--- Kutipan Sumber ---
Lihat ke Halaman Asli

Nuja’ Rame: Tradisi Sumbawa yang Tak Lagi Terdengar

Diperbarui: 17 Juni 2015   08:27

Kompasiana adalah platform blog. Konten ini menjadi tanggung jawab bloger dan tidak mewakili pandangan redaksi Kompas.

Sosbud. Sumber ilustrasi: KOMPAS.com/Pesona Indonesia

Suku Samawa adalah suku yang mendiami bagian barat Pulau Sumbawa atau bekas wilayah Kesultanan Sumbawa, wilayahnya seluas 8.493 km2 yang berarti lebih dari setengah Pulau Sumbawa dengan luas keseluruhan mencapai 14.415,45 km2, sedangkan bagian timur Pulau ini didiami oleh suku Bima. Suku Sumbawa adalah campuran kelompok etnik-etnik pendatang yang telah membaur dengan kelompok etnik pendatang yang lebih dahulu mendiami bekas wilayah Kesultanan Sumbawa, sehingga melahirkan kesadaran akan identitas budaya sendiri yang dicirikan dengan kehadiran bahasa Sumbawa atau basa Samawa sebagai bahasa persatuan antaretnik yang mendiami sebagian pulau ini. Para tau Samawa pada zaman dahulu memiliki berbagai macam kebudayaan yang selalu mereka lakukan setiap melakukan kegiatan sehari-harinya. Dan hal  tersebut sudah menjadi tradisi para tetua pada saat itu.

(Entri pelabelan posisi objek)

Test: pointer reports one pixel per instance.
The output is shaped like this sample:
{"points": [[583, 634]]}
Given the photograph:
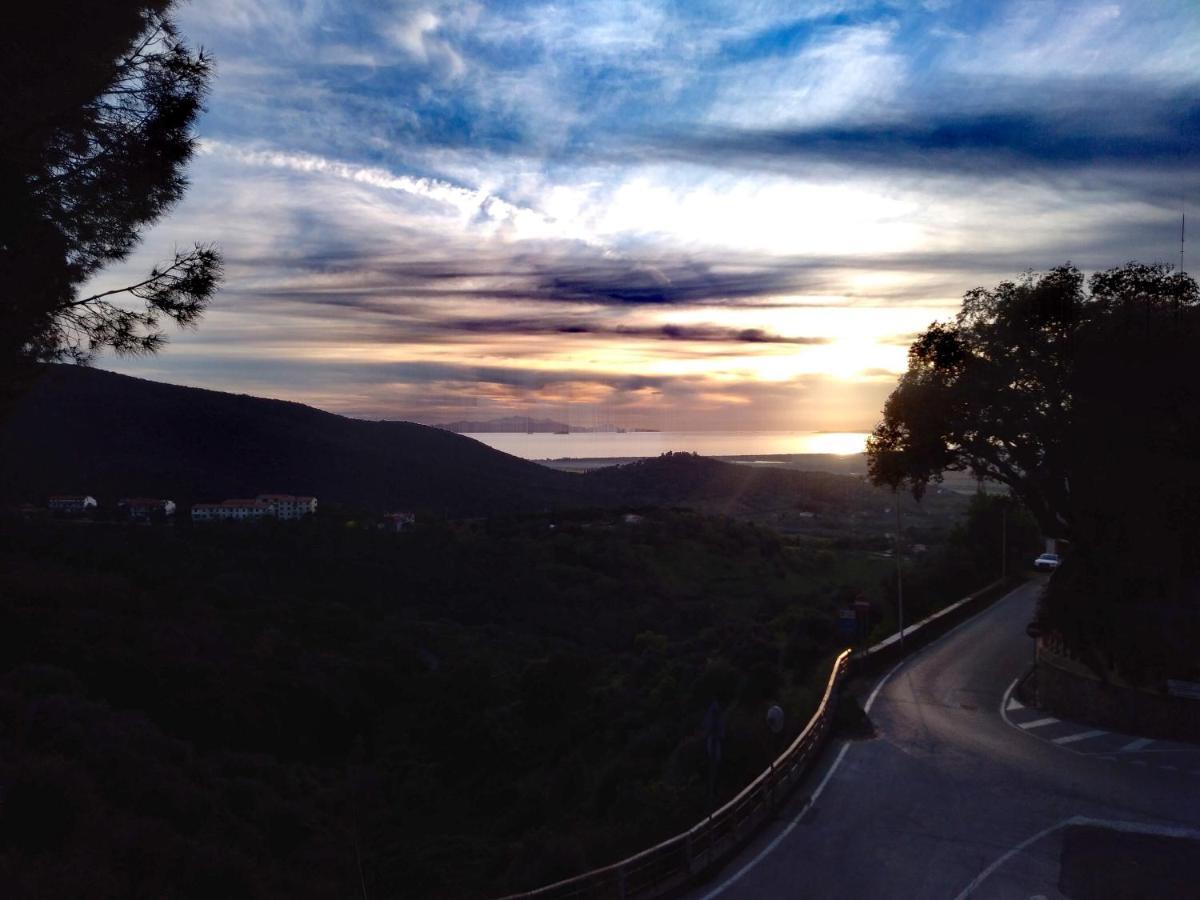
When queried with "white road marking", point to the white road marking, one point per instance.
{"points": [[1038, 723], [1081, 736], [1134, 745], [1135, 827], [867, 708]]}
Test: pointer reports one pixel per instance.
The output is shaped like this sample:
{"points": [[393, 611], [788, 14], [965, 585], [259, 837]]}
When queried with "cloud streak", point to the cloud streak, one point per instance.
{"points": [[677, 213]]}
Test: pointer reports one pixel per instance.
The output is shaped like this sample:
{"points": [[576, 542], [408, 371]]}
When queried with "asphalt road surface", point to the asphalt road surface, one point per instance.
{"points": [[959, 796]]}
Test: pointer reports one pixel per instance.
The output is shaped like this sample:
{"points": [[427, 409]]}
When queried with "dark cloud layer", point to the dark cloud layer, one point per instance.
{"points": [[1125, 129]]}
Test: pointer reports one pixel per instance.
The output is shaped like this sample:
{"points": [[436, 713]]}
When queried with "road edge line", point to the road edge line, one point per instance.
{"points": [[867, 708]]}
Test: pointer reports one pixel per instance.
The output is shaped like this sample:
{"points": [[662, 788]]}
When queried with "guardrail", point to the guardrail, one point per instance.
{"points": [[673, 863]]}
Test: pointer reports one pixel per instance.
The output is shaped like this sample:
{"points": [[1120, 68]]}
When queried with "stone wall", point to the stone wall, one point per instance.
{"points": [[1067, 689]]}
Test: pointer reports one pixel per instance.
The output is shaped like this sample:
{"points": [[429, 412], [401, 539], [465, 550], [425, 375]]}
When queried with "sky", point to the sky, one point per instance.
{"points": [[658, 215]]}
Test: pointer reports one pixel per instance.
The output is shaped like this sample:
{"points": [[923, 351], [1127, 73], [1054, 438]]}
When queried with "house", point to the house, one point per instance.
{"points": [[238, 510], [399, 521], [145, 509], [267, 505], [71, 504], [288, 508]]}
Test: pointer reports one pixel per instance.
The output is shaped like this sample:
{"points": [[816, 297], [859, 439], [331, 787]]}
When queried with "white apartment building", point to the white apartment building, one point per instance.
{"points": [[71, 504], [267, 505], [145, 508], [287, 507]]}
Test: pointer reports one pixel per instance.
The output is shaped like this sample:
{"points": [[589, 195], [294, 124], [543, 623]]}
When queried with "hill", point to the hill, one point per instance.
{"points": [[508, 425], [689, 480], [89, 431], [111, 436]]}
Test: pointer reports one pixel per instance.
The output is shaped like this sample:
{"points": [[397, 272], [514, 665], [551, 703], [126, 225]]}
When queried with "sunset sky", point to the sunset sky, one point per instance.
{"points": [[664, 215]]}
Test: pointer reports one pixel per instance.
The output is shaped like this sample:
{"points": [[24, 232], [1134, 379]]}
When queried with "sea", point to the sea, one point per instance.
{"points": [[637, 444]]}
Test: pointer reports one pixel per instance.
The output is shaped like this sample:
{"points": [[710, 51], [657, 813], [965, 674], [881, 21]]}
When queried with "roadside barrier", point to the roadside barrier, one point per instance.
{"points": [[678, 862]]}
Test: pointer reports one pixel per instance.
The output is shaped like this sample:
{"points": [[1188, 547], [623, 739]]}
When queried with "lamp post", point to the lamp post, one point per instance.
{"points": [[899, 571]]}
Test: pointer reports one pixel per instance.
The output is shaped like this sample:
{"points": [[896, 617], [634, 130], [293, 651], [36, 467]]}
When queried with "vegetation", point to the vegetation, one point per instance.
{"points": [[1083, 399], [97, 113], [258, 712]]}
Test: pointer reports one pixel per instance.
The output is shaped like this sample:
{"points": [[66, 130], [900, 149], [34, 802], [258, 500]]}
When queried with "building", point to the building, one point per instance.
{"points": [[238, 510], [288, 508], [145, 509], [71, 504], [399, 521], [267, 505]]}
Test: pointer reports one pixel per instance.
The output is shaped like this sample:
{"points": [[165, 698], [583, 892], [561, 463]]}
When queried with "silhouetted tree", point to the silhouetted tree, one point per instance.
{"points": [[1085, 401], [995, 390], [96, 114]]}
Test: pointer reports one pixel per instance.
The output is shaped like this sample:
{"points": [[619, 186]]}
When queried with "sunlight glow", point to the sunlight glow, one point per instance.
{"points": [[840, 443]]}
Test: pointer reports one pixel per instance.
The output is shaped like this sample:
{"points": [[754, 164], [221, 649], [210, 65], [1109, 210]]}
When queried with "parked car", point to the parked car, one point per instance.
{"points": [[1047, 562]]}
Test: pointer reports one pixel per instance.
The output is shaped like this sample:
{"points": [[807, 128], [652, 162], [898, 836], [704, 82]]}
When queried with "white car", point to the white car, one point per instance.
{"points": [[1047, 562]]}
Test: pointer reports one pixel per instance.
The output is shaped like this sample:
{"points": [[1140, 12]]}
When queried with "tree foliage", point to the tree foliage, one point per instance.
{"points": [[996, 391], [96, 113], [1081, 395]]}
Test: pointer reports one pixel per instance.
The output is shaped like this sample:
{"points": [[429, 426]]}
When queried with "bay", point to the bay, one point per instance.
{"points": [[636, 444]]}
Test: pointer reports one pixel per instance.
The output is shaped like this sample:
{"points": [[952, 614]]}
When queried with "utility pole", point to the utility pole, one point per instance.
{"points": [[1003, 539], [899, 571]]}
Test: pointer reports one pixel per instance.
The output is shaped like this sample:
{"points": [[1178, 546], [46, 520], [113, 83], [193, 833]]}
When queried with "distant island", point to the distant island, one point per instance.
{"points": [[527, 425]]}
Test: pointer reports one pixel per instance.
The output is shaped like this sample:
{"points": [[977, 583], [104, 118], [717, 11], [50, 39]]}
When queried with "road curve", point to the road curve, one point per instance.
{"points": [[952, 801]]}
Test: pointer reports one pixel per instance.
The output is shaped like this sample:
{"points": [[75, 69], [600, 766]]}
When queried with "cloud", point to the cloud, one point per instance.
{"points": [[993, 143], [694, 214]]}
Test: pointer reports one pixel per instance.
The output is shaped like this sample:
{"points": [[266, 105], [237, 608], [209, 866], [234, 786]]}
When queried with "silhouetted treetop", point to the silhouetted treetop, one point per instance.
{"points": [[96, 111], [995, 391]]}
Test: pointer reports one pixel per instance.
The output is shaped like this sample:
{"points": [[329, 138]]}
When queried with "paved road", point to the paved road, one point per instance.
{"points": [[954, 798]]}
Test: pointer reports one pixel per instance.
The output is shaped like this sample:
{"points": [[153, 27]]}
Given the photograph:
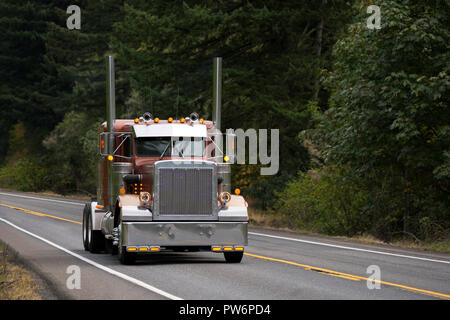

--- Tugas Latihan ---
A. Jawab pertanyaan berikut berdasarkan teks tentang suku Samawa:
(i) Kapan teks itu diperbarui?
(ii) Suku apa yang mendiami bagian timur Pulau Sumbawa?
(iii) Berapa luas wilayah yang didiami suku Samawa?
B. Ringkas paragraf dalam teks tentang suku Samawa yang diawali "Suku Samawa adalah suku yang mendiami" menjadi daftar butir. Pertahankan fakta-fakta utamanya.
C. Salin bagian teks tentang suku Samawa tanpa mengubah apa pun, mulai dari "Lihat ke Halaman" dan berakhir pada "pandangan redaksi Kompas.".

--- Kumpulan Jawaban ---
A.
(i) 17 Juni 2015, pukul 08:27.
(ii) Suku Bima.
(iii) 8.493 km2.

B.
- Suku Samawa mendiami bagian barat Pulau Sumbawa, yaitu bekas wilayah Kesultanan Sumbawa. Luasnya 8.493 km2, lebih dari setengah pulau yang luas keseluruhannya 14.415,45 km2.
- Bagian timur pulau didiami suku Bima.
- Suku Sumbawa merupakan campuran kelompok etnik pendatang yang membaur dengan pendatang yang lebih dahulu menetap. Dari pembauran itu lahir identitas budaya sendiri.
- Identitas itu ditandai oleh bahasa Sumbawa (basa Samawa) sebagai bahasa persatuan antaretnik.
- Tau Samawa zaman dahulu memiliki berbagai kebudayaan yang dijalankan dalam kegiatan sehari-hari. Kebudayaan itu telah menjadi tradisi para tetua.

C.
Lihat ke Halaman Asli

Nuja’ Rame: Tradisi Sumbawa yang Tak Lagi Terdengar

Diperbarui: 17 Juni 2015   08:27

Kompasiana adalah platform blog. Konten ini menjadi tanggung jawab bloger dan tidak mewakili pandangan redaksi Kompas.